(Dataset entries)
'''

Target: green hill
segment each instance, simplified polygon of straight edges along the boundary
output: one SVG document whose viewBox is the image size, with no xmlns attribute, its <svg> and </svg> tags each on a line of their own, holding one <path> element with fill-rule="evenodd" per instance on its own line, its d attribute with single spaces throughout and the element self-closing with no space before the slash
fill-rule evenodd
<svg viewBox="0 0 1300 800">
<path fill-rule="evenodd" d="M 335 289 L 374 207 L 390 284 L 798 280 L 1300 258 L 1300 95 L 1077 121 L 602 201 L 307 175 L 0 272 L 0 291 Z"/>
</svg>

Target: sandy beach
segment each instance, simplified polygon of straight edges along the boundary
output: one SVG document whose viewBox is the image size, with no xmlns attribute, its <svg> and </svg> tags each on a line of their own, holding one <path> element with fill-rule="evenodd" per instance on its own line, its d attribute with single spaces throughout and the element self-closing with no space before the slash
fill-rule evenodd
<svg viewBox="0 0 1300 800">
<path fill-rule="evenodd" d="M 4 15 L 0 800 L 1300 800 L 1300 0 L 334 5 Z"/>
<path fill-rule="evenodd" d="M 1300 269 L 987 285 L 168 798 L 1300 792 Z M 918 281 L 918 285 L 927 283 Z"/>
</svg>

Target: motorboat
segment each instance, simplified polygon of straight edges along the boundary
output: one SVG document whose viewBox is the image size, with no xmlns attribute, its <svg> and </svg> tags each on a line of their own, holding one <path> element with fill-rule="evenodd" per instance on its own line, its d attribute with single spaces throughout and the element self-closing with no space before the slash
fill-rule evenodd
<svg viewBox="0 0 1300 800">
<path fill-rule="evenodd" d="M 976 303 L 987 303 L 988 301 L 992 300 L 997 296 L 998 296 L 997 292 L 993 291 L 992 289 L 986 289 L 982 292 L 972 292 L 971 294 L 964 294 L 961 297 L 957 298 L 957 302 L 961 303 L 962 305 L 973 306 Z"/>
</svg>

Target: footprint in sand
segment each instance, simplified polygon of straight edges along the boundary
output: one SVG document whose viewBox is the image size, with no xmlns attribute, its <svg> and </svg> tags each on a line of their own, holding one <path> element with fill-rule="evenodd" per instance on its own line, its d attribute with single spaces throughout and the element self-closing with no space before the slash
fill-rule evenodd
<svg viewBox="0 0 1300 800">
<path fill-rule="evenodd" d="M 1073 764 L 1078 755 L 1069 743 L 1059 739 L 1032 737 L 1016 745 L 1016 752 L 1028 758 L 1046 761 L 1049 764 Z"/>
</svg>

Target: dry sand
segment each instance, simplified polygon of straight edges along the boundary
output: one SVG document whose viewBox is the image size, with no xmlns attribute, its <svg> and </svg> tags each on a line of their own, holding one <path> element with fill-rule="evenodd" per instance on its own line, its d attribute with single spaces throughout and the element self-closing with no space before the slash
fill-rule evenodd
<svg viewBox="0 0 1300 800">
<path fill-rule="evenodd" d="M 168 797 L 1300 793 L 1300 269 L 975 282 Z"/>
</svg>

'''

• [Exercise directions] Every record shown above should be set down again exactly.

• [Solution for this task]
Target: green hill
segment each instance, simplified polygon of straight edges along the boundary
output: one SVG document whose viewBox is the image size, with no xmlns attribute, its <svg> and </svg> tags each on a line of their own, holding one <path> element with fill-rule="evenodd" per instance on its own line, its d attribute with single spaces throughout and the element self-closing with no space before the slash
fill-rule evenodd
<svg viewBox="0 0 1300 800">
<path fill-rule="evenodd" d="M 335 289 L 374 207 L 390 284 L 798 280 L 1300 258 L 1300 95 L 1077 121 L 602 201 L 307 175 L 0 272 L 0 291 Z"/>
</svg>

Target: sandy beach
segment each instance, simplified polygon of straight edges along the boundary
output: one SVG document whose viewBox is the image size, with no xmlns attribute, its <svg> and </svg> tags each on a line of their own, holding one <path> element with fill-rule="evenodd" per instance on its own line, its d attribute with single spaces throughout and the element self-closing with no space before the slash
fill-rule evenodd
<svg viewBox="0 0 1300 800">
<path fill-rule="evenodd" d="M 4 15 L 0 800 L 1300 800 L 1300 0 L 334 5 Z"/>
<path fill-rule="evenodd" d="M 1300 269 L 987 285 L 168 798 L 1300 792 Z M 918 281 L 918 285 L 927 283 Z"/>
</svg>

Target: motorboat
segment each instance, simplified polygon of straight edges along the boundary
output: one SVG document whose viewBox is the image size, with no xmlns attribute, its <svg> and </svg> tags each on a line of their own, holding one <path> element with fill-rule="evenodd" per instance on its own line, its d attribute with single spaces throughout and the element self-closing with no space before the slash
fill-rule evenodd
<svg viewBox="0 0 1300 800">
<path fill-rule="evenodd" d="M 976 303 L 987 303 L 988 301 L 992 300 L 997 296 L 998 296 L 997 292 L 993 291 L 992 289 L 986 289 L 982 292 L 972 292 L 971 294 L 964 294 L 961 297 L 957 298 L 957 302 L 961 303 L 962 305 L 973 306 Z"/>
</svg>

Target: footprint in sand
segment each instance, simplified polygon of straight edges along the boundary
output: one SVG document whose viewBox is the image size, with no xmlns attribute, its <svg> and </svg> tags each on a line of their own, holding one <path> element with fill-rule="evenodd" per instance on its own line, its d attribute with single spaces throughout and the element self-closing with no space before the slash
fill-rule evenodd
<svg viewBox="0 0 1300 800">
<path fill-rule="evenodd" d="M 1073 764 L 1078 755 L 1069 743 L 1059 739 L 1032 737 L 1016 745 L 1016 752 L 1028 758 L 1046 761 L 1049 764 Z"/>
</svg>

Target: dry sand
segment each instance, simplified polygon of straight edges along the boundary
output: one SVG document whose viewBox is the image size, with no xmlns attribute, its <svg> and </svg> tags each on a line of their own, holding one <path> element with fill-rule="evenodd" per instance on its own line, its d attribute with single spaces throughout and the element self-closing with no space before the slash
fill-rule evenodd
<svg viewBox="0 0 1300 800">
<path fill-rule="evenodd" d="M 168 797 L 1300 793 L 1300 269 L 975 282 Z"/>
</svg>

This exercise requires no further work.